## Start Extracted entries

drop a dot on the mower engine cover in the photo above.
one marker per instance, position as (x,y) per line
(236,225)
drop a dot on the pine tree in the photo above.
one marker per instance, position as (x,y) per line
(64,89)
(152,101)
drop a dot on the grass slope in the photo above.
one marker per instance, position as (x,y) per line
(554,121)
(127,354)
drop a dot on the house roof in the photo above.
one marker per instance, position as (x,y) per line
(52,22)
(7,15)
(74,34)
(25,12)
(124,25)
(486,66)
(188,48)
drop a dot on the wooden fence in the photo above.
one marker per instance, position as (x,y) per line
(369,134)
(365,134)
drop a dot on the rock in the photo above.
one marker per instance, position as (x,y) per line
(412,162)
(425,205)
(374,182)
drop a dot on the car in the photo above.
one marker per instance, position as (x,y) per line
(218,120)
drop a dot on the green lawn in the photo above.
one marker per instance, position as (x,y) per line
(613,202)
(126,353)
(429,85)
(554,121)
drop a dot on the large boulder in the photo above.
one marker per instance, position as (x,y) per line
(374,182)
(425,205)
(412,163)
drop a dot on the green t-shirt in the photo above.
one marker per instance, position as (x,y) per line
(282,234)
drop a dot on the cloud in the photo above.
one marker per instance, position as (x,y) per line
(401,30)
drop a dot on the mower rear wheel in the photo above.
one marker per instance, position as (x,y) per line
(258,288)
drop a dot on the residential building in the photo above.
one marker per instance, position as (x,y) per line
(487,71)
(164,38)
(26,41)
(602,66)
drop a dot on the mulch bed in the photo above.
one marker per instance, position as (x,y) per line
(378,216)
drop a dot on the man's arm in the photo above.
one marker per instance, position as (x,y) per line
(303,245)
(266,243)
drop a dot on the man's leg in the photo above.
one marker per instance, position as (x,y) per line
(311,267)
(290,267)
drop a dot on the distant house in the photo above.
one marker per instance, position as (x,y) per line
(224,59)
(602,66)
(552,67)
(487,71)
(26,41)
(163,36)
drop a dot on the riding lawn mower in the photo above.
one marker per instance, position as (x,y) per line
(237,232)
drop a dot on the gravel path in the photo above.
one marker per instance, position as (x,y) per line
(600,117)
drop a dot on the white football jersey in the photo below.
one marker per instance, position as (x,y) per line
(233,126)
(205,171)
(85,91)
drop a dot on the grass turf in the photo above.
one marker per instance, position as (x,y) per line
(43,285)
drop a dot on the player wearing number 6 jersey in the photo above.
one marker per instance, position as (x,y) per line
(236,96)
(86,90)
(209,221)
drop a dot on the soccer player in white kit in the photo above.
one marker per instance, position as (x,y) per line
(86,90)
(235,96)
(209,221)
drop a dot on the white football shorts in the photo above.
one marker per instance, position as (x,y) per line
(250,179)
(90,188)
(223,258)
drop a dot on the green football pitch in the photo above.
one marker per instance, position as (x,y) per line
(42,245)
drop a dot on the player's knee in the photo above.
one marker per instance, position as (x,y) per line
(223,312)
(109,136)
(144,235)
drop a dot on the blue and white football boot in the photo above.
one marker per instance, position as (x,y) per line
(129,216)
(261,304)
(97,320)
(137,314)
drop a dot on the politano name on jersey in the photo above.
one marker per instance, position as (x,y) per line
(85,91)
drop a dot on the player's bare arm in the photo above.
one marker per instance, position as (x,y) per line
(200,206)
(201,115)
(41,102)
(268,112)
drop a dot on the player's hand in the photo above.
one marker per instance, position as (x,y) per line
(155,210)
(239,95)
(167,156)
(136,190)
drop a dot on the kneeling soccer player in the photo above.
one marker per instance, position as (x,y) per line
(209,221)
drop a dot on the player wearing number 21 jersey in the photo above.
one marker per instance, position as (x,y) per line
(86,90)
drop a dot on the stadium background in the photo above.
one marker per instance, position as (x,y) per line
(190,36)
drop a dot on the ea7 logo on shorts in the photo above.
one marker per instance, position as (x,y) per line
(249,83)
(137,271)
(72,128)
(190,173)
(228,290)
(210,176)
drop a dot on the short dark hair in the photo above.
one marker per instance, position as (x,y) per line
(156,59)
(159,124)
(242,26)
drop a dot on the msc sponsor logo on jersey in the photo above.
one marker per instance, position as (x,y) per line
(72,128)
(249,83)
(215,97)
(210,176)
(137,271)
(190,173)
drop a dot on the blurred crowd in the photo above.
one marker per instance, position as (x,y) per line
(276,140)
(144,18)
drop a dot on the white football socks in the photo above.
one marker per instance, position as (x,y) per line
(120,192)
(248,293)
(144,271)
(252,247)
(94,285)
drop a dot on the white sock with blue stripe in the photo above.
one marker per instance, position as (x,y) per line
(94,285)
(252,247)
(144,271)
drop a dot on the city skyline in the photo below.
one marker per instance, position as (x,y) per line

## End Extracted entries

- [Required task]:
Write an exact transcription of every entry above.

- [Output for this task]:
drop a dot on the mower engine cover in the photo above.
one marker per instance, position as (x,y) per line
(236,225)
drop a dot on the pine tree in the photo above.
one marker per instance, position as (x,y) per line
(64,89)
(152,101)
drop a dot on the grass slope in the photo above.
one marker per instance, position as (x,y) per line
(554,121)
(127,354)
drop a dot on the house roof in the photo above.
one marker per instance, position as (x,y) per line
(52,22)
(7,15)
(74,34)
(25,12)
(124,25)
(486,66)
(188,48)
drop a dot on the wooden fence in the photo above.
one marker per instance, position as (x,y) per line
(369,134)
(365,134)
drop a dot on the rock in the photo above.
one marker per instance, position as (x,y) per line
(412,162)
(425,205)
(374,182)
drop a dot on the car in the photo above.
one marker per instance, position as (x,y) per line
(218,120)
drop a dot on the green lawn in the photo above.
one marker per instance, position as (x,y) per line
(613,202)
(126,353)
(429,85)
(554,121)
drop a dot on the large boulder in the photo above.
one marker per instance, position as (x,y) per line
(374,182)
(425,205)
(412,163)
drop a dot on the green t-shirt in the photo above.
one marker per instance, position as (x,y) per line
(282,234)
drop a dot on the cloud in the photo above.
one marker per instance, position as (x,y) per line
(401,30)
drop a dot on the mower rear wheel in the photo above.
one marker per instance, position as (x,y) per line
(258,288)
drop a dot on the residential building in the photo above.
one marker per instance, position as (x,y) per line
(487,71)
(164,38)
(26,41)
(602,66)
drop a dot on the mulch bed in the photo above.
one marker per instance, position as (x,y) per line
(378,216)
drop a dot on the man's arm in the photo above.
one marker per instance, position as (x,y) per line
(303,245)
(266,243)
drop a dot on the man's leg in the photo above.
one marker per instance, position as (x,y) per line
(311,267)
(290,267)
drop a dot on the distant house in the photo above.
one marker per instance, position as (x,y) per line
(224,59)
(602,66)
(552,67)
(487,71)
(26,41)
(163,36)
drop a dot on the riding lawn mower in the photo above.
one marker per instance, position as (x,y) per line
(237,232)
drop a dot on the gravel path in the photo above.
one marker per instance, position as (x,y) per line
(600,117)
drop a dot on the white football jersey in the photo below.
one marker per instance, position as (x,y) per line
(233,126)
(205,171)
(85,91)
drop a dot on the grass turf in the photo above.
one marker per instance, position as (x,y) per line
(43,285)
drop a dot on the player wearing number 6 jersey in the photo above.
one marker per instance, position as (x,y) per line
(236,96)
(86,90)
(209,221)
drop a dot on the soccer player in white kit in the photo above.
one marker per instance, position as (x,y) per line
(86,90)
(235,96)
(209,221)
drop a dot on the white football shorts in the photo above.
one marker per instance, position as (x,y) per line
(250,179)
(90,188)
(223,258)
drop a dot on the green football pitch in the photo above.
one marker per instance, position as (x,y) per line
(42,245)
drop a dot on the player's knee in the photo above.
one marker per instance, position as (x,y) per line
(223,312)
(109,136)
(144,235)
drop a dot on the blue and white football boot in the photo above.
one marker per instance, position as (x,y) per line
(129,216)
(261,304)
(97,320)
(137,314)
drop a dot on the politano name on jersey in the photo above.
one marker per instance, position as (x,y) per line
(85,91)
drop a dot on the player's bare arm in the photo above.
one marker per instance, position as (x,y) per line
(200,206)
(201,115)
(41,102)
(268,112)
drop a dot on the player's hand in the photo above.
one marker per instance, position as (x,y) per line
(155,210)
(239,95)
(167,156)
(136,190)
drop a dot on the kneeling soccer player in the photo above.
one marker per instance, position as (x,y) per line
(209,221)
drop a dot on the player wearing number 21 jersey in the photo above.
one marker per instance, position as (x,y) per line
(86,90)
drop a dot on the stadium background in the photo above.
one marker per instance, position as (x,y) per line
(190,36)
drop a dot on the ea7 logo on shorts in the photo above.
one marker per instance, position as (x,y) per line
(249,83)
(137,271)
(72,128)
(190,173)
(228,290)
(210,176)
drop a dot on the short dark hair in the photo above.
one marker per instance, position as (x,y) per line
(156,59)
(159,124)
(242,26)
drop a dot on the msc sponsor logo on jersey in the photo above.
one marker per instance, position as (x,y) per line
(72,128)
(249,83)
(215,97)
(210,176)
(137,271)
(190,173)
drop a dot on the blurred crowd in the photo above.
one marker per instance, position as (x,y) per line
(276,140)
(144,18)
drop a dot on the white football socks in the photo above.
one marker per instance, position as (x,y) per line
(120,192)
(248,293)
(144,271)
(252,247)
(94,285)
drop a dot on the white sock with blue stripe in the photo above.
one marker per instance, position as (x,y) per line
(94,285)
(252,247)
(144,271)
drop a dot on the city skyline in the photo below.
one marker per instance, position as (x,y) per line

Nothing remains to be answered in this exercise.